In [None]:
from google.colab import userdata
from huggingface_hub import login

hf_token = userdata.get('HF_TOKEN')
login(token = hf_token)

In [None]:
!pip install loguru
!pip install datasets



In [None]:
import gc
import json
import ctypes
import psutil
import pandas as pd
from loguru import logger
from tabulate import tabulate
from datasets import load_dataset, DatasetDict

pd.set_option('display.float_format', lambda x: '%.3f' % x)

In [None]:
def print_mem_stats():
    stats = psutil.virtual_memory()
    free_gb = stats.free / 1e9
    print(f"Your runtime has {free_gb:.1f} gigabytes of free RAM")
    used_gb = stats.used / 1e9
    print(f"Your runtime has {used_gb:.1f} gigabytes of used RAM")
    avlb_gb = stats.available / 1e9
    print(f"Your runtime has {avlb_gb:.1f} gigabytes of available RAM")
    ram_gb = stats.total / 1e9
    print(f"Your runtime has {ram_gb:.1f} gigabytes of total RAM")
    print(f"Your runtime has {stats.percent:.1f}% usage of RAM")

In [None]:
def grab_dataset(
    *,
    dataset_name: str,
    return_small: bool = False,
    small_rows_num: int | None = None
):
    dataset_full = load_dataset(dataset_name)

    if isinstance(dataset_full, DatasetDict):
        dataset_full = dataset_full['train']

    if small_rows_num is not None and return_small:
        dataset = dataset_full.select(range(small_rows_num))

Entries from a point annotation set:
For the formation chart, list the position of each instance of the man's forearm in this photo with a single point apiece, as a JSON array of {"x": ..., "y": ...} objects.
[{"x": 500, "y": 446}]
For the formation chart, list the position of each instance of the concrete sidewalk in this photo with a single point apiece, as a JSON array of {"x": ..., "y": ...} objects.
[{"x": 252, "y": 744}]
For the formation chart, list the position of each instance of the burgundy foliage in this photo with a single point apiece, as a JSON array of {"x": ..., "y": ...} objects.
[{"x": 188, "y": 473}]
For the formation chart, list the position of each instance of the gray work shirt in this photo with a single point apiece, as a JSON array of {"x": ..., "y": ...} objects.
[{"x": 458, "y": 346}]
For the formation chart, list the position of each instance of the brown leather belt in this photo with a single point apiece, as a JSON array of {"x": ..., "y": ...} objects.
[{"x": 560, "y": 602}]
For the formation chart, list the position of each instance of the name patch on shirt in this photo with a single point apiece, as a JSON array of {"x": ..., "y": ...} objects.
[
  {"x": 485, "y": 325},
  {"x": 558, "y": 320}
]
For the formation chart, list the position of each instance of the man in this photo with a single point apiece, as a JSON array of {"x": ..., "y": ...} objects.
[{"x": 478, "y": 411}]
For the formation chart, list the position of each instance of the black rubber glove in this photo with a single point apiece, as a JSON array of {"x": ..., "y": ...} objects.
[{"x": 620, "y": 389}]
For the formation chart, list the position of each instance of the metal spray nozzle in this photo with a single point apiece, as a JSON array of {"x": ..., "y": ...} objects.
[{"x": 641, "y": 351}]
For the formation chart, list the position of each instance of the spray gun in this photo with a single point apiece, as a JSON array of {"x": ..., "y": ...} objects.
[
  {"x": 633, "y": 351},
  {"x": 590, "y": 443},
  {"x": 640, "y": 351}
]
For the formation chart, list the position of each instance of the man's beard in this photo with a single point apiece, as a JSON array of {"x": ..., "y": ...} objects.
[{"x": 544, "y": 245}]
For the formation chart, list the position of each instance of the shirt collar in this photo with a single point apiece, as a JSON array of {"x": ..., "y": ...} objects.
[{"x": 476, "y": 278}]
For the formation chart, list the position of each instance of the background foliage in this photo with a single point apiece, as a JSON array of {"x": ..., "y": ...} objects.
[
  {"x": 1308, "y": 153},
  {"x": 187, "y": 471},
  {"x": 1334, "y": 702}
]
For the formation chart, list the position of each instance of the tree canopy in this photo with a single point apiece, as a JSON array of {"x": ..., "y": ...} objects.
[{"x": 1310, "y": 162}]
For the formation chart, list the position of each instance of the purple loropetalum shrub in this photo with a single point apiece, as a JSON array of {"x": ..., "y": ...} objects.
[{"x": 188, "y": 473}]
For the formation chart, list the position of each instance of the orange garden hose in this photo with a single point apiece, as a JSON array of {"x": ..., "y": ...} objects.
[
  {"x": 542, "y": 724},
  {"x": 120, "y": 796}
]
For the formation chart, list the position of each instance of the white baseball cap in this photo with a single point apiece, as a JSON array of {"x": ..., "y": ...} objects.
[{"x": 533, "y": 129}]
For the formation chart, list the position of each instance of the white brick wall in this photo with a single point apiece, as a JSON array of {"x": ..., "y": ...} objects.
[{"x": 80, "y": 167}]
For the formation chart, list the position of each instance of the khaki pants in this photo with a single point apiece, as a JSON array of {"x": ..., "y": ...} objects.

__Work required__
Copy out the part of the notebook code between "avlb_gb = stats.available" and "dataset_full = load_dataset(dataset_name)", inclusive.

__Task answer__
avlb_gb = stats.available / 1e9
    print(f"Your runtime has {avlb_gb:.1f} gigabytes of available RAM")
    ram_gb = stats.total / 1e9
    print(f"Your runtime has {ram_gb:.1f} gigabytes of total RAM")
    print(f"Your runtime has {stats.percent:.1f}% usage of RAM")

In [None]:
def grab_dataset(
    *,
    dataset_name: str,
    return_small: bool = False,
    small_rows_num: int | None = None
):
    dataset_full = load_dataset(dataset_name)